## BEGIN Records to use

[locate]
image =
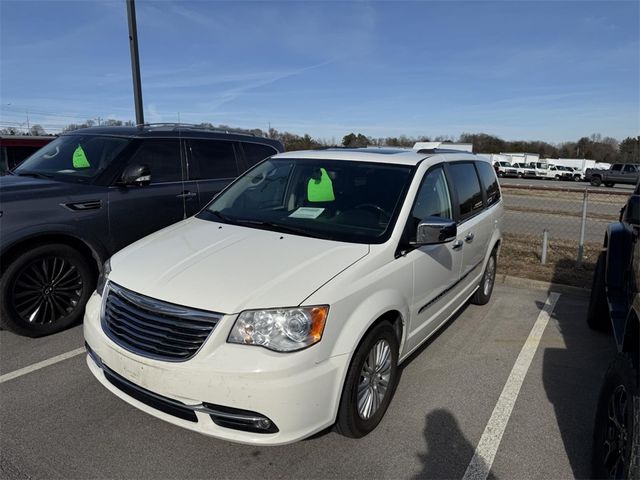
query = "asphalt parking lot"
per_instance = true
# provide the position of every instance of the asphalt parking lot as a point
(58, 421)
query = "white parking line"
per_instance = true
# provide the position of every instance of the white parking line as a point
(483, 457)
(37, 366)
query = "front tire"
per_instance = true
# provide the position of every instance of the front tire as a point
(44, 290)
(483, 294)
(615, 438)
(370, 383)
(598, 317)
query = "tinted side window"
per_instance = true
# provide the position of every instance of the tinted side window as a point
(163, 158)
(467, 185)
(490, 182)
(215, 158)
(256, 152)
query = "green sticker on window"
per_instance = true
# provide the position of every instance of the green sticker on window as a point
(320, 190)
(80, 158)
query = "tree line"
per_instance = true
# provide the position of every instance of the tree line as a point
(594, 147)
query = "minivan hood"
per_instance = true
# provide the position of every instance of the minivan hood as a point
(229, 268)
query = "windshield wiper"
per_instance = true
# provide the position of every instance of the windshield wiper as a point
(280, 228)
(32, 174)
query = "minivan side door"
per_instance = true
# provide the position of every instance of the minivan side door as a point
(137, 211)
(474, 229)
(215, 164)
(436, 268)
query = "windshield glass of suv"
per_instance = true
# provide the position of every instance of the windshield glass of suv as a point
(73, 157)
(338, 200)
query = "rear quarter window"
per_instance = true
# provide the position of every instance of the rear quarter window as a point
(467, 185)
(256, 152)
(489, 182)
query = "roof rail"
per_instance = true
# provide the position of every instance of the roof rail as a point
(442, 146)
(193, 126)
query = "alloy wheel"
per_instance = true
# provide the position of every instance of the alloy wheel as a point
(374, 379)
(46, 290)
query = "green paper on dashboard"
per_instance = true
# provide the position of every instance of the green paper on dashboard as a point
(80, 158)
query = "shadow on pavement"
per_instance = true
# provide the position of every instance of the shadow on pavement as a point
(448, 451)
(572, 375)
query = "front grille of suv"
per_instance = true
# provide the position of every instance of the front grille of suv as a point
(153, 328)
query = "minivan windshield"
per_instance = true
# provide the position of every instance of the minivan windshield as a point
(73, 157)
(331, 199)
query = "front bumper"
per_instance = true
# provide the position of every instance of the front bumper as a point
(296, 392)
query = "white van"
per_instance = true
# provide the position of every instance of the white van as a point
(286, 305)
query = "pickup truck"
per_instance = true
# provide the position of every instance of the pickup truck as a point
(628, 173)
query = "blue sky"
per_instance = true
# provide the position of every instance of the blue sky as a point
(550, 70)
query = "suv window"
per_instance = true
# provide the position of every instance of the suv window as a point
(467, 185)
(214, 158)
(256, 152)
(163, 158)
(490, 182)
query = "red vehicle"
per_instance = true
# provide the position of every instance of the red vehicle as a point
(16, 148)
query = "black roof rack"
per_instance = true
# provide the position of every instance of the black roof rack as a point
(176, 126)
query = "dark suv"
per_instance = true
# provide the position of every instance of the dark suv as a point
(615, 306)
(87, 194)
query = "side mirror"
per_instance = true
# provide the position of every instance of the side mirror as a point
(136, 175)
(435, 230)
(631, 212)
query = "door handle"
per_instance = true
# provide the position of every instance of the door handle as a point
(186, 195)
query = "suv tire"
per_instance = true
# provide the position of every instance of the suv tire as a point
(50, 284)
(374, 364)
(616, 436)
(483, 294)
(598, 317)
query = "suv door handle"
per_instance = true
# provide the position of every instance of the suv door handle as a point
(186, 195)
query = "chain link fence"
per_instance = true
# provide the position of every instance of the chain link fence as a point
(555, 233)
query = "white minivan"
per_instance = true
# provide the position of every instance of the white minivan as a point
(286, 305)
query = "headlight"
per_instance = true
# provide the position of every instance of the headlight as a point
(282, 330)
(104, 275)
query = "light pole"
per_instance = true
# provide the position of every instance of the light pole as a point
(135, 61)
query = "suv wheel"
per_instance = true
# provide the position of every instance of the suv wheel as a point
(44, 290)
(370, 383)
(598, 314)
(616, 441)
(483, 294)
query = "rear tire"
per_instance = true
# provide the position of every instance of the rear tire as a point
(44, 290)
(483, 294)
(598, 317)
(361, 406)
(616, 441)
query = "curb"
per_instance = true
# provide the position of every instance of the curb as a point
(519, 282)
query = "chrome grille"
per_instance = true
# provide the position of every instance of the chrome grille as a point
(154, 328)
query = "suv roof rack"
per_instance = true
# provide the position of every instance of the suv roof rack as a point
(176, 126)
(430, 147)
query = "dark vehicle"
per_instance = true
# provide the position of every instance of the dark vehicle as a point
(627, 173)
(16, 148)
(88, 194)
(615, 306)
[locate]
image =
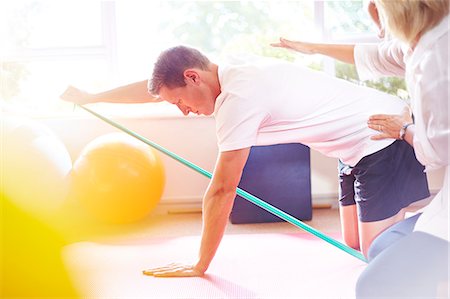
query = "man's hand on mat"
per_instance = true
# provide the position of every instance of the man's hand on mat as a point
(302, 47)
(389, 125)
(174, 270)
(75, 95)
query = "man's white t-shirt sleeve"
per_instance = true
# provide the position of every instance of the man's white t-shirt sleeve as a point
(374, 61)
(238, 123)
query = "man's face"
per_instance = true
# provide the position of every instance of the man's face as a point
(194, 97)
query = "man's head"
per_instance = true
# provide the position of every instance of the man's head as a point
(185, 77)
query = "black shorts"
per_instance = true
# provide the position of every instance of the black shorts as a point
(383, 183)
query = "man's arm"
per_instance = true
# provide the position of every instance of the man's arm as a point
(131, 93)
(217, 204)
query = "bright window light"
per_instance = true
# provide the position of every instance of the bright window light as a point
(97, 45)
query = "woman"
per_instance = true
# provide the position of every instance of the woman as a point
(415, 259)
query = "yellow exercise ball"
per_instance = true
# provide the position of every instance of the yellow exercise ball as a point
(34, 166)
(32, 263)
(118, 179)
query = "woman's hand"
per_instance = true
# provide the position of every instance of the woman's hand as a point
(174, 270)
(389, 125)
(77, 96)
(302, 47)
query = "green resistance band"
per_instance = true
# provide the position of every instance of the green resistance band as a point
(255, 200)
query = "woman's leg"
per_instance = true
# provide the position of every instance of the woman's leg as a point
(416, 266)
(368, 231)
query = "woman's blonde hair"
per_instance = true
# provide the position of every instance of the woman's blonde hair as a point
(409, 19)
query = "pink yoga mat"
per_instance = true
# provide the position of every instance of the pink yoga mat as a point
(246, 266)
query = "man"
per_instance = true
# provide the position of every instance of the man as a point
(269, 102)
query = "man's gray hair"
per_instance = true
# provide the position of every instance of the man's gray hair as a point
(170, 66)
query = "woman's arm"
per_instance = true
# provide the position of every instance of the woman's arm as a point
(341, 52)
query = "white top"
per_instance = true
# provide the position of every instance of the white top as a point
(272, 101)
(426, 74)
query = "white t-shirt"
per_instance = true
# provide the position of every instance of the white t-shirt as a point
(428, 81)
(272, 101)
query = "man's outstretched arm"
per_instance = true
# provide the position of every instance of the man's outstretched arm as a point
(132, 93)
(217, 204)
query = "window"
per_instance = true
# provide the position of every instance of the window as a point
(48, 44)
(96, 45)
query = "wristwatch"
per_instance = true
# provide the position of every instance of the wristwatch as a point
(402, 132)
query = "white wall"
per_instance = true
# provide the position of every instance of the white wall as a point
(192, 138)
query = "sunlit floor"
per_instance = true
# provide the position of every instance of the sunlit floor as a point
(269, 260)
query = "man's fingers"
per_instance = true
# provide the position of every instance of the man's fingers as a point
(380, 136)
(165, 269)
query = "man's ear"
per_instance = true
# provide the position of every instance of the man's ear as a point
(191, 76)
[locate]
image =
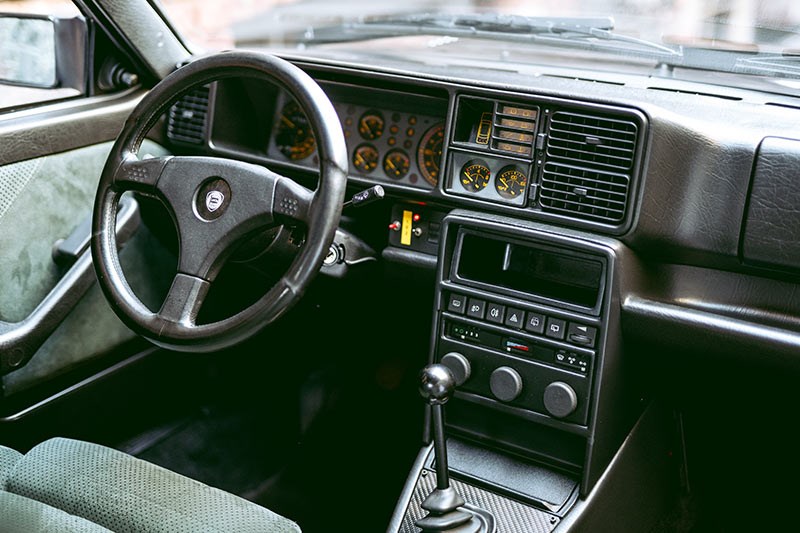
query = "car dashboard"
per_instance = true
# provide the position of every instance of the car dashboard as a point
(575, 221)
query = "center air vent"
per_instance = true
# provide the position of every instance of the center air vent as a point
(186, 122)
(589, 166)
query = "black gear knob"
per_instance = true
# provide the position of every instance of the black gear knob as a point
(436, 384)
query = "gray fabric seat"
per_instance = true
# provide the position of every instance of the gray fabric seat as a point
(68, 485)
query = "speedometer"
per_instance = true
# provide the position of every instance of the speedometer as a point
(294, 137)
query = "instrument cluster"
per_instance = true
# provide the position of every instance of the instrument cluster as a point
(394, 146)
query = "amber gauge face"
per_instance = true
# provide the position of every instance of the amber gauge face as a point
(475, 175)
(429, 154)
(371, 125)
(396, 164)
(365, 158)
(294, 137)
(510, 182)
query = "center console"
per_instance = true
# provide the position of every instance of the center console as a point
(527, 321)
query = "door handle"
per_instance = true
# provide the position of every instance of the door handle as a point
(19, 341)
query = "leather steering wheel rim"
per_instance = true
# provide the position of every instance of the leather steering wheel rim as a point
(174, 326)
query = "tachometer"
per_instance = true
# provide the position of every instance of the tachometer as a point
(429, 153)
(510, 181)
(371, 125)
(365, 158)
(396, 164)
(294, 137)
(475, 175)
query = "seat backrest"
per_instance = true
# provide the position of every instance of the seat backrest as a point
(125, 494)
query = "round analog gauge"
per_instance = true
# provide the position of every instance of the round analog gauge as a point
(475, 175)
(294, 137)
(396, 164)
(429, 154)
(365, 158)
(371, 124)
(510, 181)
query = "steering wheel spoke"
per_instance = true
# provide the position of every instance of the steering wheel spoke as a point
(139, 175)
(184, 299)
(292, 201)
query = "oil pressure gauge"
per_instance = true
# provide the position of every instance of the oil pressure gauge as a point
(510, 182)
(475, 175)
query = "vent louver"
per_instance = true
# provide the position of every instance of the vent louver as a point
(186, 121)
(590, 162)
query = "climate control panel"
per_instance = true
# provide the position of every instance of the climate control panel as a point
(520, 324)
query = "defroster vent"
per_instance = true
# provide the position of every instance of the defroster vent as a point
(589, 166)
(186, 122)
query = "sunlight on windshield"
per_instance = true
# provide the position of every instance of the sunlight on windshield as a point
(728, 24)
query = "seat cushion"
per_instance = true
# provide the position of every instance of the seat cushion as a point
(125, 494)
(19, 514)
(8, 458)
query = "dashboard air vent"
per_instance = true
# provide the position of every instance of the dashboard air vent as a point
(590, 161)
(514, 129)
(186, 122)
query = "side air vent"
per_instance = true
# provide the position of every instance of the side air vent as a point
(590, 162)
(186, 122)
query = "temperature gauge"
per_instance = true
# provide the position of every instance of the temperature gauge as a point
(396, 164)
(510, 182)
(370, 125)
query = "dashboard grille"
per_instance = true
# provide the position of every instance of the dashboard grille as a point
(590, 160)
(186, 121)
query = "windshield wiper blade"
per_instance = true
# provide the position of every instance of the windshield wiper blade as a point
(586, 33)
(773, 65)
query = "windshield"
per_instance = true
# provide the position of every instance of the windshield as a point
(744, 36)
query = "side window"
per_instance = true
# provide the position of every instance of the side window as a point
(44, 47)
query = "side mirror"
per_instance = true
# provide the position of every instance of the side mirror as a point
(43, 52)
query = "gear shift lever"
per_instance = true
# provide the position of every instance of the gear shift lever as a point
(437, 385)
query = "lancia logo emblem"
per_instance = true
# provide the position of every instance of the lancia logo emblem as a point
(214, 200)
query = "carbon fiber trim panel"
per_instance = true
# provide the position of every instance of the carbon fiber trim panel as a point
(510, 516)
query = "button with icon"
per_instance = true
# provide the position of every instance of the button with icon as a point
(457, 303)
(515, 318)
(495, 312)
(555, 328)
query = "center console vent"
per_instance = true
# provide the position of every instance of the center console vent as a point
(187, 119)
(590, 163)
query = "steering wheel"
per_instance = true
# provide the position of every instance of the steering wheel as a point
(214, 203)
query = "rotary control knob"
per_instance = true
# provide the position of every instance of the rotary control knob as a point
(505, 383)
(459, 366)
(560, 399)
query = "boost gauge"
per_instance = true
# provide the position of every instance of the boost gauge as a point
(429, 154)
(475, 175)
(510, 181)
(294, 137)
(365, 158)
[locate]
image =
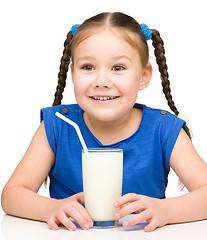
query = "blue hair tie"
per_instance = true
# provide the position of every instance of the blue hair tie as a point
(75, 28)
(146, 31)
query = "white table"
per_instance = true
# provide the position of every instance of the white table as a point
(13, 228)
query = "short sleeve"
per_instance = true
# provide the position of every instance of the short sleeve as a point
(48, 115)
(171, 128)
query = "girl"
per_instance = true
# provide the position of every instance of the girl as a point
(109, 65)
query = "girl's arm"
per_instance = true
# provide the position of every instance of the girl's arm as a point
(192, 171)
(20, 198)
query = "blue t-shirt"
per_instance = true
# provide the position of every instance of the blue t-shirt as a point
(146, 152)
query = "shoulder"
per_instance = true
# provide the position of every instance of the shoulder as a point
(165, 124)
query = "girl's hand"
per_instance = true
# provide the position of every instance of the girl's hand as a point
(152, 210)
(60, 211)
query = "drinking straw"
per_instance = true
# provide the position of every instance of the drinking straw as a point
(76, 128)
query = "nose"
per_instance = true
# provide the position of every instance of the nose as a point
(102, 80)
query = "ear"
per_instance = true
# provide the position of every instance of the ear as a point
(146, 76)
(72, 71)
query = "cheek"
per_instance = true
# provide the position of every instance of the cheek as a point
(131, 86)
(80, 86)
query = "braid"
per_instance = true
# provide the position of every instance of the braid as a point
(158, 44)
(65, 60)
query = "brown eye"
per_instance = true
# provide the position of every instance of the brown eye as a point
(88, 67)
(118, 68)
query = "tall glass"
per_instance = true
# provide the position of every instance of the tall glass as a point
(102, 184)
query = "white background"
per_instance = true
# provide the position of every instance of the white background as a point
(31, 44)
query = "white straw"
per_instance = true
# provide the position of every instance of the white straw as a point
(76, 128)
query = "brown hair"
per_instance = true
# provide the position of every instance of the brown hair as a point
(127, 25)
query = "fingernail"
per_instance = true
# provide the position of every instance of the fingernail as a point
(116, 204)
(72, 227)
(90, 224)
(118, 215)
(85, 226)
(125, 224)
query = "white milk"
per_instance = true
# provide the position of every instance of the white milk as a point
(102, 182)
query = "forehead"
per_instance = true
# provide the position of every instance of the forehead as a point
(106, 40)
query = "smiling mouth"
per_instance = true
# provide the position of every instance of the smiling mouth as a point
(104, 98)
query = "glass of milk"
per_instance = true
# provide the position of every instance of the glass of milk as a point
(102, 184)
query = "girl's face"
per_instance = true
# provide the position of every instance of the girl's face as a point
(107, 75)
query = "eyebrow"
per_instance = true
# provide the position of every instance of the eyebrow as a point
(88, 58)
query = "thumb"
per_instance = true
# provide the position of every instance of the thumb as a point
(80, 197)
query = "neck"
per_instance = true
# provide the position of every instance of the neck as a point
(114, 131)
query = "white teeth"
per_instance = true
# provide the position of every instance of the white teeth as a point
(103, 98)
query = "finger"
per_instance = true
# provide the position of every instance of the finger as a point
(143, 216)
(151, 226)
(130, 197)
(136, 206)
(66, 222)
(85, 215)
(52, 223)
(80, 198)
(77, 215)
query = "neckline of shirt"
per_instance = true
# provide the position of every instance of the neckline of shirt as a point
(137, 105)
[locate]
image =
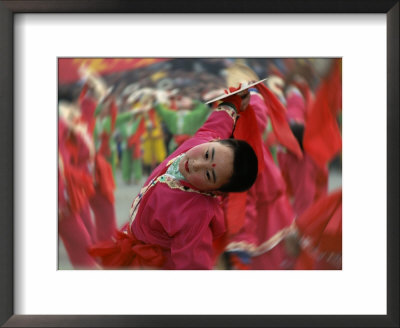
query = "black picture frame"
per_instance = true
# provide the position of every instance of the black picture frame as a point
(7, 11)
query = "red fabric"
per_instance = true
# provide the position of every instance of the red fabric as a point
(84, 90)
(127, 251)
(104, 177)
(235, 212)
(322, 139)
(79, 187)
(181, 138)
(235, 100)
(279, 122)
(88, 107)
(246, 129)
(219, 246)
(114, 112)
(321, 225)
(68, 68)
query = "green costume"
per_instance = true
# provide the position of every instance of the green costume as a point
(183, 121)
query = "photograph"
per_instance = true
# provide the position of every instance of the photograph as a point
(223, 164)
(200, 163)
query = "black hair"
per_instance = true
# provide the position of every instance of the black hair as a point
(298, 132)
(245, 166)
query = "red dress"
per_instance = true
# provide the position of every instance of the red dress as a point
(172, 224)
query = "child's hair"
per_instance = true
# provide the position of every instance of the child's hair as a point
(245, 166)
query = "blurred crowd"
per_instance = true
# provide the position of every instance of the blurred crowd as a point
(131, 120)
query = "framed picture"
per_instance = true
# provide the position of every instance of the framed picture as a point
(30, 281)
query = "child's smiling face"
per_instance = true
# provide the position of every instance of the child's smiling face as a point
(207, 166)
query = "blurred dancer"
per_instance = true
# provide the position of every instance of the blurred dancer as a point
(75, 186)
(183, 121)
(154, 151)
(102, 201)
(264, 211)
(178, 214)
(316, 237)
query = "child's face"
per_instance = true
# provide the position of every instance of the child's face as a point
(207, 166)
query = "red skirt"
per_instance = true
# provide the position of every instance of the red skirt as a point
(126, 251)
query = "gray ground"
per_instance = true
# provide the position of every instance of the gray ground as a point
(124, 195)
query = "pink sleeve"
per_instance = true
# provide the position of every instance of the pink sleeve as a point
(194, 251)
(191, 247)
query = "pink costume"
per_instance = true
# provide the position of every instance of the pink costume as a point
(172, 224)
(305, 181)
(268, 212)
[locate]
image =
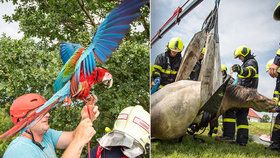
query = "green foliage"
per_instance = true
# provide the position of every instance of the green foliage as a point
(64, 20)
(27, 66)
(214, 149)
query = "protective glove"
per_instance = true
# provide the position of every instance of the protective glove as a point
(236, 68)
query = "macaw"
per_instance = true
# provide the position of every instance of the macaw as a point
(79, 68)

## END Records to use

Extract each line of the rows above that contains the word "wall", copying every such line in full.

query = "white wall"
# provide the position of every instance of the white wall as a point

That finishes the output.